• **Coordinate annotation records**

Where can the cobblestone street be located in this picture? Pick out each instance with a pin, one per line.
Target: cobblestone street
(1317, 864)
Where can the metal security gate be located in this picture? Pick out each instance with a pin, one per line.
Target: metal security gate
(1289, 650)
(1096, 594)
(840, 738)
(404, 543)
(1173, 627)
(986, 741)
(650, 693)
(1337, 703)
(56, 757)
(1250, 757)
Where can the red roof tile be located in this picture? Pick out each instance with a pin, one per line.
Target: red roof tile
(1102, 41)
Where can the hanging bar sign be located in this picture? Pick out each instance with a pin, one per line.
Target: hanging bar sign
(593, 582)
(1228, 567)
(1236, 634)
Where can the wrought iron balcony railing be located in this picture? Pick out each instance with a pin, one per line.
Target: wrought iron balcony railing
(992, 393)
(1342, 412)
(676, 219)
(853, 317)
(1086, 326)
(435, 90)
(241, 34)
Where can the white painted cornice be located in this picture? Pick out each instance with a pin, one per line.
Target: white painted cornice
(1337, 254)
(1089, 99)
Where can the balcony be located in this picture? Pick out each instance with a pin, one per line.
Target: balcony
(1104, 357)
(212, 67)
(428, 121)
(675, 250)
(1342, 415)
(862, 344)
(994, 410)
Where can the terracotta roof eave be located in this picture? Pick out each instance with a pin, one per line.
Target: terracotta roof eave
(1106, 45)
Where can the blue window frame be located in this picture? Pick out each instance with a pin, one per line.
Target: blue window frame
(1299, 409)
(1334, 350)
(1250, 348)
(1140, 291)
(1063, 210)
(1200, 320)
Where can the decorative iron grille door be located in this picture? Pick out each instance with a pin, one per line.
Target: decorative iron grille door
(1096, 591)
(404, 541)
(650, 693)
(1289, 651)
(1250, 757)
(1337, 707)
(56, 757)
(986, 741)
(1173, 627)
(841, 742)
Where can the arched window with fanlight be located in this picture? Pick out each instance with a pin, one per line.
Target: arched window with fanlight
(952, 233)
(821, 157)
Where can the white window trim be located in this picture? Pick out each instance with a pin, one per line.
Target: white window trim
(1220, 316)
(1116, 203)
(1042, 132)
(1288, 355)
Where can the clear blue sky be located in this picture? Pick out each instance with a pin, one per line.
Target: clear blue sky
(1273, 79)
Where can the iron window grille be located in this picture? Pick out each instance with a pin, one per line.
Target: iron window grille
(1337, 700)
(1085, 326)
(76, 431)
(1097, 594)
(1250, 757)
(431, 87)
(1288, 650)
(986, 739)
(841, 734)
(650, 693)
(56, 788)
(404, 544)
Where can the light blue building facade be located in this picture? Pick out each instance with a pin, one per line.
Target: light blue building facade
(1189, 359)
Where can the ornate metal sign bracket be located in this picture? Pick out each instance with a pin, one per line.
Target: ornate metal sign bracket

• **Task directions**
Revise the records above by changing every occurrence of "with a pin" to "with a marker", keeping all other text the same.

• **Exercise answer**
Where can the cobblestone street be located in this picture? Pick out each instance with a marker, one per line.
Target: cobblestone street
(1317, 864)
Where can the metal security gate be located in this picture? Pick out each instance with a marker, one per line.
Target: metal security gate
(1289, 650)
(1096, 594)
(840, 738)
(404, 543)
(1173, 627)
(986, 741)
(650, 693)
(1337, 703)
(56, 757)
(1250, 757)
Where can the red roof tile be located in this picture? Pick out each instance with a marker, one per line.
Target: red roof tile
(1102, 41)
Where can the hanging bar sign be located in this picture? Pick out each instance with a marker, one per line.
Target: hanging bar sign
(593, 582)
(1228, 567)
(1236, 634)
Where can the wrought iron balcony railing be located in this picture? Pick out each instance with a marker, one per line.
Target: wrought iron balcony railing
(992, 393)
(1342, 412)
(676, 219)
(853, 317)
(1086, 326)
(435, 90)
(241, 34)
Where can the white painted cornice be located in this picture? Pick out each instance with a marker, one per line.
Target: white painted cornice
(1337, 254)
(1089, 99)
Where can the balcony be located in this picture? Pick out each instance with a marker, one per line.
Target: balcony
(1104, 357)
(212, 67)
(428, 121)
(675, 250)
(1342, 415)
(862, 344)
(994, 410)
Where can the terracotta roof eave be located in this picture? Pick out each instance with a marker, one per line.
Target: terracotta roof eave
(1106, 45)
Where can the blue window frame be located in this picture? Pick out each instance with a marker, one per line.
Target: blue window frame
(1299, 409)
(1334, 350)
(1250, 348)
(1140, 291)
(1063, 210)
(1200, 320)
Where can the decorative iron grille door be located in this picture? Pick out each instance with a marker, one per line.
Target: decorative iron grille door
(1096, 591)
(404, 541)
(650, 693)
(1289, 651)
(1250, 757)
(1337, 707)
(56, 757)
(986, 741)
(1173, 627)
(841, 742)
Where can the arched window with fanlight be located in this picture? Pick out each instance with a marker, one per line.
Target: arched window with fanlight
(952, 233)
(821, 157)
Where can the white window trim be located in this picture? Pick out each instance with a marker, one per line.
Target: white window trim
(1220, 316)
(1116, 203)
(1042, 132)
(1288, 355)
Where can the clear blue sky be located in this picture? Pick out each instance with a marker, one per line.
Target: clear blue sky
(1273, 79)
Where can the iron window grille be located in this picture? Pick out each instance with a marker, one per line.
Target: iron window grille
(1337, 700)
(1085, 326)
(76, 431)
(1097, 594)
(1250, 757)
(431, 87)
(1288, 650)
(986, 739)
(841, 734)
(650, 693)
(56, 788)
(404, 544)
Where can the light blue building facade be located in this picture? Pick out each instance with a marker, one per line.
Target: light blue building facade
(1189, 359)
Where can the ornate metal sign bracket be located in this picture? Pick out each instance with a marker, one per line.
Target: ornate metal sign bracket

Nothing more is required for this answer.